◆ **DIRECTIONS**: Scan the records below for the string "black" and return every line where it appears.

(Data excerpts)

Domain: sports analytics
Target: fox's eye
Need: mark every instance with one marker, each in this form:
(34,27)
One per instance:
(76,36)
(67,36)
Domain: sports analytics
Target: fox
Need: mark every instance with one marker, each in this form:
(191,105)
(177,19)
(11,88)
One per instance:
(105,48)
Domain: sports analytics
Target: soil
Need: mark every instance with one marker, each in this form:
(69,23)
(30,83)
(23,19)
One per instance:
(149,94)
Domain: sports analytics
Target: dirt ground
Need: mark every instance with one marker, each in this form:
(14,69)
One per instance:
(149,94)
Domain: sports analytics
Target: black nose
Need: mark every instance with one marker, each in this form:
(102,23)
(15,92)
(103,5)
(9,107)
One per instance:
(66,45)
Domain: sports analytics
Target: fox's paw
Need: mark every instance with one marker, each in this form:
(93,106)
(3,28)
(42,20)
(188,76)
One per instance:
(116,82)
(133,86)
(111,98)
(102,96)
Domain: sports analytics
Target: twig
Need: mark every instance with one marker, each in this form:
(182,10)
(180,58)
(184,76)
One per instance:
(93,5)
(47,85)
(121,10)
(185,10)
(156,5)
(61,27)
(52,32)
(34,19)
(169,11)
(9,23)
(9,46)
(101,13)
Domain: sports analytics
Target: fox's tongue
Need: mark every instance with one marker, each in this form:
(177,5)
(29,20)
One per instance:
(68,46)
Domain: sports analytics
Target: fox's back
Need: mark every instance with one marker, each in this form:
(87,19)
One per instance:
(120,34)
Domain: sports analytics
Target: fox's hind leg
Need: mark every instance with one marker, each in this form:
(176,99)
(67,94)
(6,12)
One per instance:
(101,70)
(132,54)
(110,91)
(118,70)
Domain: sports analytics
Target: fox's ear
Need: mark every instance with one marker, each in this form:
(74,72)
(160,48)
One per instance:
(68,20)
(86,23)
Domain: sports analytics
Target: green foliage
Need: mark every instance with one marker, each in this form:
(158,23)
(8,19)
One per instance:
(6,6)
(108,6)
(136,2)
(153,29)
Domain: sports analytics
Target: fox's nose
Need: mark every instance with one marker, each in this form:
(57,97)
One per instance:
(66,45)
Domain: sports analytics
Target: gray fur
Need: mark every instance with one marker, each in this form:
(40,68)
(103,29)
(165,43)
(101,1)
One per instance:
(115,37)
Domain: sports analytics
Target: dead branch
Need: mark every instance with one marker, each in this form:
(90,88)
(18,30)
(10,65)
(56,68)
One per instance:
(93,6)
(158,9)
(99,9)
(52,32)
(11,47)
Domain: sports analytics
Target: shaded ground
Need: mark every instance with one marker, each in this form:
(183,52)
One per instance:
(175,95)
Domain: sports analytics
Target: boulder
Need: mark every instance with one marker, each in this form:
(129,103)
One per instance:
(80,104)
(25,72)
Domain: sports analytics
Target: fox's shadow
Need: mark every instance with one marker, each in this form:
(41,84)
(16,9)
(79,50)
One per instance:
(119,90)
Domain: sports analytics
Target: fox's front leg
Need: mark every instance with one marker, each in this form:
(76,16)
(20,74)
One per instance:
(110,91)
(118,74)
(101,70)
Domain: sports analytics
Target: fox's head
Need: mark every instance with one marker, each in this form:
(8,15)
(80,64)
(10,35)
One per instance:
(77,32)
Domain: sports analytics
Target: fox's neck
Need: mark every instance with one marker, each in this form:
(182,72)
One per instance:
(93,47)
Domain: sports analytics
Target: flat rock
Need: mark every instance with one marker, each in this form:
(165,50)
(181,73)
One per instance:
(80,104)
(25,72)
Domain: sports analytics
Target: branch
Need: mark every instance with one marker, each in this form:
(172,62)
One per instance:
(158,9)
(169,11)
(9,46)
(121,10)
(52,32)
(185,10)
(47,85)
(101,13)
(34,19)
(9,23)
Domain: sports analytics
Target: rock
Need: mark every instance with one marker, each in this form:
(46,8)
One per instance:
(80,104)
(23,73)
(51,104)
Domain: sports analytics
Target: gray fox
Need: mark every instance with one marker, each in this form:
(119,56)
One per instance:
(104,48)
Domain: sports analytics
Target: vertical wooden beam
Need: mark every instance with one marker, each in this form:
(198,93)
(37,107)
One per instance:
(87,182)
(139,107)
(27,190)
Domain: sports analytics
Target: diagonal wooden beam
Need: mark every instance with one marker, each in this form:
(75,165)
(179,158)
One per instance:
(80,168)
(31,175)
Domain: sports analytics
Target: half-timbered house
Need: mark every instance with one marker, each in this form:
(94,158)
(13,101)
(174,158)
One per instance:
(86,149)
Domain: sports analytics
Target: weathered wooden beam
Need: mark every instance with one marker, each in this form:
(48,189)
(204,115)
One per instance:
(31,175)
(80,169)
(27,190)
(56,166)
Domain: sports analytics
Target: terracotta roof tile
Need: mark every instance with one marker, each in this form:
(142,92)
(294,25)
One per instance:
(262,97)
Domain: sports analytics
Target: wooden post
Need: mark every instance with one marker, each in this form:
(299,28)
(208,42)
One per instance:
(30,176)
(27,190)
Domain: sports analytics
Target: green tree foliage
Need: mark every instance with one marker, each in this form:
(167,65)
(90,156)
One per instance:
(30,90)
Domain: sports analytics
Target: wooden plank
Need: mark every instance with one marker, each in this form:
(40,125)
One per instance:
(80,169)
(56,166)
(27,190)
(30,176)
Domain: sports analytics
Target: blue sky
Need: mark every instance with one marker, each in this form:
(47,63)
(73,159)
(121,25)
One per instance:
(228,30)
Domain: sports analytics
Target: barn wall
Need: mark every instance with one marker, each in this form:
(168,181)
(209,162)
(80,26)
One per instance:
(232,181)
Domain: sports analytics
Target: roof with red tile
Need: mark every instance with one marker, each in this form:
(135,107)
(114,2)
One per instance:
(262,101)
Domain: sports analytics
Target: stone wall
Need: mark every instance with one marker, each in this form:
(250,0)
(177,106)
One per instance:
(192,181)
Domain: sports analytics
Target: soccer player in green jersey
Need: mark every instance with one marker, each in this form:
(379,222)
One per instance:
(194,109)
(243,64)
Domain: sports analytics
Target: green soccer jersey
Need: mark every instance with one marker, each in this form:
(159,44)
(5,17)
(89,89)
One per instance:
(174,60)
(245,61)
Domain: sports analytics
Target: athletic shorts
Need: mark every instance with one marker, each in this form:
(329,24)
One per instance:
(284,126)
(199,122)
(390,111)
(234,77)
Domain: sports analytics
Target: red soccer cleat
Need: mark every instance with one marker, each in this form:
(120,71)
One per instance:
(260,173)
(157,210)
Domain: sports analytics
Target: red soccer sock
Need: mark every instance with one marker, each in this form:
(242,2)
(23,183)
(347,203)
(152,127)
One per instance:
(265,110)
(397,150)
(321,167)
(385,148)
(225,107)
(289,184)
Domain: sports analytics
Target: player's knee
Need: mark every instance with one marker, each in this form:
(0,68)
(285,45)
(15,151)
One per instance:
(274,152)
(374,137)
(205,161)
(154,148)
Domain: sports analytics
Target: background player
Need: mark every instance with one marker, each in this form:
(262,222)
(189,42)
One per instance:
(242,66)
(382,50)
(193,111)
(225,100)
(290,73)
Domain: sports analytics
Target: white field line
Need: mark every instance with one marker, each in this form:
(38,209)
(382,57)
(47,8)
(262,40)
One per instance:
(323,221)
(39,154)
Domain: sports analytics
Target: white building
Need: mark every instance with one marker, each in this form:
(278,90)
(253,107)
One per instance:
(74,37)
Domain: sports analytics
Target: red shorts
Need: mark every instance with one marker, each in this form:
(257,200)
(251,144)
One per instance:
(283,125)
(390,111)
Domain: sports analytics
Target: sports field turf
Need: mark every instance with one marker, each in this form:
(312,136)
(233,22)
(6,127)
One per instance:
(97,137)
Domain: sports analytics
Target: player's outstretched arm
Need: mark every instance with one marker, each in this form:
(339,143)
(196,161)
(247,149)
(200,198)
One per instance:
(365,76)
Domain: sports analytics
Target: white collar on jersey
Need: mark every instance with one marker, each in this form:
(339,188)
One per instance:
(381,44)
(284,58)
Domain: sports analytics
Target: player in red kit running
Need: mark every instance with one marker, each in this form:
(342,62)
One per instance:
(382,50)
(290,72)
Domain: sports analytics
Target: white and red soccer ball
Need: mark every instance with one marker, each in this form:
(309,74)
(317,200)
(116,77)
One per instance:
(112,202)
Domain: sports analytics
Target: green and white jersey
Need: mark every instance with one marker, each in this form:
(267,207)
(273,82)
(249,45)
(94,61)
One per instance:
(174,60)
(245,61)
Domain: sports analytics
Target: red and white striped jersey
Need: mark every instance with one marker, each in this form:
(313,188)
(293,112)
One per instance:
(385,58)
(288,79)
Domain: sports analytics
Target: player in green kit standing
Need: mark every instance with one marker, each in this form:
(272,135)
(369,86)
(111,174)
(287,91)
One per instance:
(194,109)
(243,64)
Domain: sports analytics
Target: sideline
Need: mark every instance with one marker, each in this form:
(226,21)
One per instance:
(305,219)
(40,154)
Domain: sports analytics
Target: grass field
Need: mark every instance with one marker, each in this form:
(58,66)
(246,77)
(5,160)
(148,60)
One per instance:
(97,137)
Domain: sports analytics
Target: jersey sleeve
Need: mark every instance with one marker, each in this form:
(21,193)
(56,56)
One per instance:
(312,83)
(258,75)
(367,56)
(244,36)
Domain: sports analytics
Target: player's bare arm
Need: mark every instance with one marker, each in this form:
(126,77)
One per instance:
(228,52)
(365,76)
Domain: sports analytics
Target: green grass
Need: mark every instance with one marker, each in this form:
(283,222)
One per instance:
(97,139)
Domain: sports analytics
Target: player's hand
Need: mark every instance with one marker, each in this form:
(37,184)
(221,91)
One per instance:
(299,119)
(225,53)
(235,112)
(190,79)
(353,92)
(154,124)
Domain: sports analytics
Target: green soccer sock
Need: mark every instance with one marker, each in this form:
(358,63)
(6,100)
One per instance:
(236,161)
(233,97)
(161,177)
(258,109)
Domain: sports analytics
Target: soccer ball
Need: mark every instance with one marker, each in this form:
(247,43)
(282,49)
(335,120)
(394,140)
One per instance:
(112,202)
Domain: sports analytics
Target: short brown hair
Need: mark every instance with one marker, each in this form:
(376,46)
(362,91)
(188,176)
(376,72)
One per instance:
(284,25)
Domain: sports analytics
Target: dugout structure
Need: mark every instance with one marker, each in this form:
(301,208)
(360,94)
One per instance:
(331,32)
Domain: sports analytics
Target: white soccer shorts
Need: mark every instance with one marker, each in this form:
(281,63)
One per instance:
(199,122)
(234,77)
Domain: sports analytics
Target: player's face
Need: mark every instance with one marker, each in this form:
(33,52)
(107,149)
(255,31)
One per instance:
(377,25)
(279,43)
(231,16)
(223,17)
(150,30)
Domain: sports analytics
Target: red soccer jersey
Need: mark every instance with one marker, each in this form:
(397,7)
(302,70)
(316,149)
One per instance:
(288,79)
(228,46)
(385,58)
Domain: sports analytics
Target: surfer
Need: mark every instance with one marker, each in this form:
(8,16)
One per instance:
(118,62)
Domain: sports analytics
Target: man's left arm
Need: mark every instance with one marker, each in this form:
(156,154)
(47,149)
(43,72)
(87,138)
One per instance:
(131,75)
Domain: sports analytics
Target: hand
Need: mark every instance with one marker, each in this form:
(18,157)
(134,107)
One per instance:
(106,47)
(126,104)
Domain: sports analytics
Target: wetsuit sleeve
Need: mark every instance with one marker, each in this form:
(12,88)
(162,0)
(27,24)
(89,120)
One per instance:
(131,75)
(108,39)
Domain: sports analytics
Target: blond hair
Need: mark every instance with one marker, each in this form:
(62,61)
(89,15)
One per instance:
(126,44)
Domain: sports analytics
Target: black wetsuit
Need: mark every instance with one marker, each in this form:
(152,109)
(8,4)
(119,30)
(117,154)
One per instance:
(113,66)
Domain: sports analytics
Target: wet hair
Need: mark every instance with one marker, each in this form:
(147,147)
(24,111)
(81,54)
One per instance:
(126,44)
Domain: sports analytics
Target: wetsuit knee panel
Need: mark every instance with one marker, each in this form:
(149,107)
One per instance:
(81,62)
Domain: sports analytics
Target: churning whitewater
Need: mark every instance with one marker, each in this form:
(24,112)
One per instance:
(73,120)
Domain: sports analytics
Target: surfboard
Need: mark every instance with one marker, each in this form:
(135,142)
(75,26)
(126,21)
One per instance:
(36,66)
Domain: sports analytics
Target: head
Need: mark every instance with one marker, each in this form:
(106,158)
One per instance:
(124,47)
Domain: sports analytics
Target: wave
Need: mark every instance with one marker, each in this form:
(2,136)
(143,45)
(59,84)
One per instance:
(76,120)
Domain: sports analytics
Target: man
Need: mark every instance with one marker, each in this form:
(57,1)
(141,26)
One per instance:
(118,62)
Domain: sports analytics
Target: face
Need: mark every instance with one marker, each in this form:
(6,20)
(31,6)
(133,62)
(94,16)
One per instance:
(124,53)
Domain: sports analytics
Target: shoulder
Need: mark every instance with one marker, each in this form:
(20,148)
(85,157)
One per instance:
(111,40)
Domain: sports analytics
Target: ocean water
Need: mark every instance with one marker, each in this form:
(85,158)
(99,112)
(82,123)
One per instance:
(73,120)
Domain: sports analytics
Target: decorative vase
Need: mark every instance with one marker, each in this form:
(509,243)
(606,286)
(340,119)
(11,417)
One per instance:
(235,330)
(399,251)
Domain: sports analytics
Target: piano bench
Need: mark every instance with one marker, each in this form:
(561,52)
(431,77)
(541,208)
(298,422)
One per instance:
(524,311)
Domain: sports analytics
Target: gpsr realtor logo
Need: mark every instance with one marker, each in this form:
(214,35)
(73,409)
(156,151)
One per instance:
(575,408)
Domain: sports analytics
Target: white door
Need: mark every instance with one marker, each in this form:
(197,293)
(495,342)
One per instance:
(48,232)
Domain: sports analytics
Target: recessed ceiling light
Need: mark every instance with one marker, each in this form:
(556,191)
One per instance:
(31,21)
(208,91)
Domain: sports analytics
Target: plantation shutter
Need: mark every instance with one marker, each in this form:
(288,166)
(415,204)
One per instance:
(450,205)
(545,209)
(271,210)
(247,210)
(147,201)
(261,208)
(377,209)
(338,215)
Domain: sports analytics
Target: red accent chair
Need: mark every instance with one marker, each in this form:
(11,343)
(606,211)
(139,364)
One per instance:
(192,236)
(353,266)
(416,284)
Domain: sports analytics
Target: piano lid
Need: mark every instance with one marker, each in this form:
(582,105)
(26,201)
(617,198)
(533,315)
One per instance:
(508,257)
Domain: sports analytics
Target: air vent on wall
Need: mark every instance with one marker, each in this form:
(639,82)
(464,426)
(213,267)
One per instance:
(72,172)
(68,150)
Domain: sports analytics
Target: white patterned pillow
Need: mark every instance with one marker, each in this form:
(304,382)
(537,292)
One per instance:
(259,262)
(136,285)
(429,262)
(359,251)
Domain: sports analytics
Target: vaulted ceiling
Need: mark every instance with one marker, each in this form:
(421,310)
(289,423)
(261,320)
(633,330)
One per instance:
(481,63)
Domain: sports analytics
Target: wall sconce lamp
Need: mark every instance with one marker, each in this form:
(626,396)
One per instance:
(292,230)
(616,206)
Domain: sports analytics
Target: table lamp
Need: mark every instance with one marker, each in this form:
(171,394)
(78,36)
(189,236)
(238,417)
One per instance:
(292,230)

◆ **RESPONSE**:
Target: black nose
Target: black wetsuit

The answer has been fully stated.